▶ **EXERCISE DESCRIPTION**
Copy each of the following lines word for word, keeping every number and its order unchanged.

▶ **DATA TO USE**
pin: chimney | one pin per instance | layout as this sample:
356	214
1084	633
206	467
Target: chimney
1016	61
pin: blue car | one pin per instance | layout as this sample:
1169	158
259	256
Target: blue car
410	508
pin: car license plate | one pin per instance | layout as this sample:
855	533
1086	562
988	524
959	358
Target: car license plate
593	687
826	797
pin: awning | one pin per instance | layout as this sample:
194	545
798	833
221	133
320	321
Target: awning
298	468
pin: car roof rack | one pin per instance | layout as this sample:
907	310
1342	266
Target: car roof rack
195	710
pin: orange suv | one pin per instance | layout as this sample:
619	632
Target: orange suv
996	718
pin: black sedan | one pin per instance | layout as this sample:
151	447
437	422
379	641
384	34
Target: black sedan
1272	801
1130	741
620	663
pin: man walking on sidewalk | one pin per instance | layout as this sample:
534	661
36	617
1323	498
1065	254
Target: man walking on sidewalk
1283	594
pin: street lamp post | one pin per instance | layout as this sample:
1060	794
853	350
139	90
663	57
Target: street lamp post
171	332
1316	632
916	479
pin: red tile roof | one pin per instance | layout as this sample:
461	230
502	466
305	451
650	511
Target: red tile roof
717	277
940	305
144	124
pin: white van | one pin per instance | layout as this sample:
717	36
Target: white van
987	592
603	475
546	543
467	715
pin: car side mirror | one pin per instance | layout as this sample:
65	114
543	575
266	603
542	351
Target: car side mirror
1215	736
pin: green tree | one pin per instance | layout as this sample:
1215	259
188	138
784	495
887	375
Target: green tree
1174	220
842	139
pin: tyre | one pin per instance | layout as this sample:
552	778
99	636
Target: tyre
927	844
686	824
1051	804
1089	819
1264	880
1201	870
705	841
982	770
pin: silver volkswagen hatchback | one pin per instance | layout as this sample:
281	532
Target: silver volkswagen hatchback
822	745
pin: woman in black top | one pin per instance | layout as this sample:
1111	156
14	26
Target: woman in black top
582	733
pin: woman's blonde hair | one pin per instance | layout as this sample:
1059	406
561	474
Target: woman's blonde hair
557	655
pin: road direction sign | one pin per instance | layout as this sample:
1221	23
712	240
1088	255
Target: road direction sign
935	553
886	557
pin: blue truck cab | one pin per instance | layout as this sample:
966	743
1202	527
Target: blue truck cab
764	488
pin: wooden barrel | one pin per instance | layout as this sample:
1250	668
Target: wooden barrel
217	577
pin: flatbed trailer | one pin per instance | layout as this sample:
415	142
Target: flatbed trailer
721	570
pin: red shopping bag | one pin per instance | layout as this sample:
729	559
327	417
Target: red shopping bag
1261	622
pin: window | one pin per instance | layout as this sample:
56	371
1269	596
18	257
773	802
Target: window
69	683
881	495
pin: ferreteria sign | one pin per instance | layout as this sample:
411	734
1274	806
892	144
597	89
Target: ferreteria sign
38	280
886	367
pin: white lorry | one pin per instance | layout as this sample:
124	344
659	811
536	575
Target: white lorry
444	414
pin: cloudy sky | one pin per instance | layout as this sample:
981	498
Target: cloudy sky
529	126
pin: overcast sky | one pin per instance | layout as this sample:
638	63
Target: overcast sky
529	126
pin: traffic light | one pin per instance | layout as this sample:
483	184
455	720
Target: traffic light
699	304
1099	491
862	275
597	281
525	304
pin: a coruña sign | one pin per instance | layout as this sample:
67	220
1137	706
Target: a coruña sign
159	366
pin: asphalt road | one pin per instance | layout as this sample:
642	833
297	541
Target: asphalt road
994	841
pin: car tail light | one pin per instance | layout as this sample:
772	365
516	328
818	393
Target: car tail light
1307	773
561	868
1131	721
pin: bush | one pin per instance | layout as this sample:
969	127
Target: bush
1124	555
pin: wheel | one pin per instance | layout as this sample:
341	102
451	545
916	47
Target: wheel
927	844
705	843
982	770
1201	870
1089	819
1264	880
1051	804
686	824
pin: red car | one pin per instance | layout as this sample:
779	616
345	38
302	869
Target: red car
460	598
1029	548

▶ **CORRECT RESPONSE**
pin: chimney | one pin per instance | layout as this sample:
356	214
1084	633
206	467
Target: chimney
1016	61
pin: blue car | one pin per instance | layout as this sample:
1169	158
259	256
Target: blue car
410	508
pin: car license plate | one pin per instance | layout as this sample:
855	533
1086	562
988	524
959	358
Target: car license plate
593	687
826	797
pin: awning | one pin per instance | layout as this sample:
194	545
798	833
221	133
320	321
Target: awning
298	468
pin: car roof rack | one pin per instance | layout as this sample:
907	310
1342	266
Target: car roof rack
195	710
pin: orange suv | one pin per instance | layout as this sample:
619	632
Target: orange suv
996	718
pin: black sedan | one pin per instance | layout as this sample:
151	447
437	422
379	641
384	34
Target: black sedan
1272	801
1130	741
620	663
pin: man walking on sidewalk | one pin per instance | layout as this sample:
534	661
36	617
1323	498
1065	254
Target: man walking on sidewalk
1283	594
pin: street lamp post | one pin per instance | layout as this sample:
1060	794
853	350
139	90
663	57
Target: street lamp post
171	332
1316	632
916	479
pin: red tile roof | one pin per instance | layout as this sample:
461	230
502	466
305	451
650	511
Target: red tile roof
717	277
940	305
144	124
pin: white van | one pin per instance | layout as this sample:
717	36
Target: white van
987	592
603	475
546	543
467	715
pin: car side mirror | one pin per instance | layout as this sample:
65	114
543	575
266	603
542	351
Target: car side mirror
1215	736
pin: green tree | one pin per instance | layout as this sample:
1215	259
188	138
784	495
887	375
Target: green tree
1174	220
842	139
pin: tyre | one pin per instance | layout as this sample:
552	778
99	636
Target: tyre
927	844
686	824
1051	804
1089	819
1264	880
1201	870
705	841
982	770
pin: silver volkswagen hatchback | one pin per instance | layout as this sample:
281	532
Target: silver volkswagen hatchback
822	745
pin: woman in black top | one pin per instance | layout as this sample:
1111	156
14	26
Target: woman in black top
582	733
pin: woman's blonde hair | one pin per instance | layout as this sample:
1059	406
561	474
Target: woman's blonde hair
557	655
pin: road direction sign | one pin per instance | layout as this sample:
1221	23
712	240
1088	255
Target: road direction sign
935	553
886	557
pin: blue truck cab | one pin per instance | layout as this sample:
966	743
1202	527
Target: blue truck cab
764	488
pin: wooden barrel | one pin per instance | layout as this sample:
1250	668
Target: wooden barrel
217	577
pin: flatbed trailer | one pin per instance | layout as this sample:
415	142
Target: flatbed trailer
721	570
pin: red shopping bag | one pin per instance | layout as this sample:
729	559
327	417
Target: red shopping bag
1261	622
pin: window | one pin per instance | layout as this sample:
56	371
1269	596
18	257
773	802
Target: window
69	683
881	495
pin: ferreteria sign | one pin per instance | layout as this sample:
411	734
1274	806
892	144
597	89
Target: ferreteria sign
38	280
886	367
pin: white lorry | one pin per instance | layout as this sample:
124	344
659	811
536	575
Target: white lorry
444	414
pin: cloudy sky | one pin per instance | layout as this sample:
981	498
Target: cloudy sky
529	126
pin: overcast sky | one pin per instance | layout as this sample:
638	63
Target: overcast sky
529	126
pin: traffic light | one pin per instance | layout as this sample:
483	184
455	720
Target: traffic light
699	304
1099	491
862	275
597	281
525	304
pin: a coruña sign | one pin per instance | layout as this sample:
67	220
1137	706
Target: a coruña sign
159	366
pin: asphalt road | one pin per instance | layout as this sample:
642	833
297	541
Target: asphalt road
994	841
pin: car tail light | one pin per instance | layout as this sample:
772	365
516	328
818	393
Target: car tail light
1307	773
561	868
1131	721
pin: bush | one pin per instance | layout as this sample:
969	127
Target: bush
1124	555
pin: wheel | one pin per instance | layout as this sample:
341	102
451	545
916	47
Target: wheel
927	844
705	843
982	770
1201	870
1089	819
1264	880
1051	804
686	824
pin: red car | one pin per instance | layout as this sample:
779	616
345	38
302	869
Target: red car
460	598
1029	548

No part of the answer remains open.